Thanks for the review.  Let's wait a couple of days to see if others
have objections or more comments about this patch, but I'd like to
fix the issue and backpatch down to 12 where the parameters have been
introduced.
--
Michael

Attachment

signature.asc

Re: Improve errors when setting incorrect bounds for SSL protocols

From

Michael Paquier

Date:

18 January 2020, 06:36:20

On Thu, Jan 16, 2020 at 10:00:52AM +0900, Michael Paquier wrote:
> Thanks for the review.  Let's wait a couple of days to see if others
> have objections or more comments about this patch, but I'd like to
> fix the issue and backpatch down to 12 where the parameters have been
> introduced.

And committed.
--
Michael

Attachment

signature.asc

Re: Improve errors when setting incorrect bounds for SSL protocols

From

Peter Eisentraut

Date:

20 January 2020, 11:11:30

On 2020-01-15 03:28, Michael Paquier wrote:
> Good points.  And the get routines are not that portable in OpenSSL
> either even if HEAD supports 1.0.1 and newer versions...  Attached is
> an updated patch which uses a GUC check for both parameters, and
> provides a hint on top of the original error message.  The SSL context
> does not get reloaded if there is an error, so the errors from OpenSSL
> cannot be triggered as far as I checked (after mixing a couple of
> corrent and incorrect combinations manually).

The reason this wasn't done originally is that it is not correct to have 
GUC check hooks that refer to other GUC variables, because otherwise you 
get inconsistent behavior depending on the order of processing of the 
assignments.  In this case, I think it would work because you have 
symmetric checks for both variables, but in general it is a problematic 
strategy.

-- 
Peter Eisentraut              http://www.2ndQuadrant.com/
PostgreSQL Development, 24x7 Support, Remote DBA, Training & Services

Re: Improve errors when setting incorrect bounds for SSL protocols

From

Tom Lane

Date:

06 February 2020, 22:04:53

Michael Paquier <michael@paquier.xyz> writes:
> On Thu, Jan 16, 2020 at 10:00:52AM +0900, Michael Paquier wrote:
>> Thanks for the review.  Let's wait a couple of days to see if others
>> have objections or more comments about this patch, but I'd like to
>> fix the issue and backpatch down to 12 where the parameters have been
>> introduced.

####################

PROBLEM A>
Print the stretch of the entries from the line containing "of the orange" through the last line of the entries, unchanged.
The SSL protocol thread and the entries are unrelated to each other.

RECORD SET>
####################

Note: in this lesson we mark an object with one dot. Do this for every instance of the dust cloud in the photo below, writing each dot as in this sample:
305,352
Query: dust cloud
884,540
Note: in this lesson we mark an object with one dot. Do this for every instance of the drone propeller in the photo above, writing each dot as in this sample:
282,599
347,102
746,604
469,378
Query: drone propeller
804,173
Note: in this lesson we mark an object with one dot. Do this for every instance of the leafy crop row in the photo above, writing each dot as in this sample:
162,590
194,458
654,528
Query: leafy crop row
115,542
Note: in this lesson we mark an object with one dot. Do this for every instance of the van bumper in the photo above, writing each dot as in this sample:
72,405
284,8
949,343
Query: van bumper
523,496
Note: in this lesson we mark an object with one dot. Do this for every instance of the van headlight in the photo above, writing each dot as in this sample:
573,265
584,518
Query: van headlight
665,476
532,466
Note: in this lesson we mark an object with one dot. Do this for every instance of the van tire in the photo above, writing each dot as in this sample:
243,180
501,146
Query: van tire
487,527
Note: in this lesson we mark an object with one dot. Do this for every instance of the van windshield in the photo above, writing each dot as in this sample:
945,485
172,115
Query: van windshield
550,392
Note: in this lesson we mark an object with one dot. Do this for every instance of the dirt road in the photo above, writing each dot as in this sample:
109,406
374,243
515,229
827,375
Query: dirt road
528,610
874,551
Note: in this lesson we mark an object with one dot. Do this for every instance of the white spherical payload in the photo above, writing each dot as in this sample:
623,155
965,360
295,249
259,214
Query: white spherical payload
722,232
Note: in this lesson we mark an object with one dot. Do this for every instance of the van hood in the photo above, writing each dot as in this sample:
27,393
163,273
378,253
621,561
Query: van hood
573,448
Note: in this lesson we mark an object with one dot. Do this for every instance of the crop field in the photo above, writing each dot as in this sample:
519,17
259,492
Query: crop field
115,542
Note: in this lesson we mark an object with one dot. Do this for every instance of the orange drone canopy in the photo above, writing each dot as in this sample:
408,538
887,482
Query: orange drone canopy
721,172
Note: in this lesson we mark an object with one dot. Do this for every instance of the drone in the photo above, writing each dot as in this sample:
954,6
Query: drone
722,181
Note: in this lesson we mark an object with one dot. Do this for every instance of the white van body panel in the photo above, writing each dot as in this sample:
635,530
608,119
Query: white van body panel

####################

PROBLEM B>
Output the stretch of the SSL protocol thread from "20 January 2020, 11:11:30" through "incorrect combinations manually).", copied word for word.

FINAL RESULT A>
Note: in this lesson we mark an object with one dot. Do this for every instance of the orange drone canopy in the photo above, writing each dot as in this sample:
408,538
887,482
Query: orange drone canopy
721,172
Note: in this lesson we mark an object with one dot. Do this for every instance of the drone in the photo above, writing each dot as in this sample:
954,6
Query: drone
722,181
Note: in this lesson we mark an object with one dot. Do this for every instance of the white van body panel in the photo above, writing each dot as in this sample:
635,530
608,119
Query: white van body panel

FINAL RESULT B>
20 January 2020, 11:11:30

On 2020-01-15 03:28, Michael Paquier wrote:
> Good points.  And the get routines are not that portable in OpenSSL
> either even if HEAD supports 1.0.1 and newer versions...  Attached is
> an updated patch which uses a GUC check for both parameters, and
> provides a hint on top of the original error message.  The SSL context
> does not get reloaded if there is an error, so the errors from OpenSSL
> cannot be triggered as far as I checked (after mixing a couple of
> corrent and incorrect combinations manually).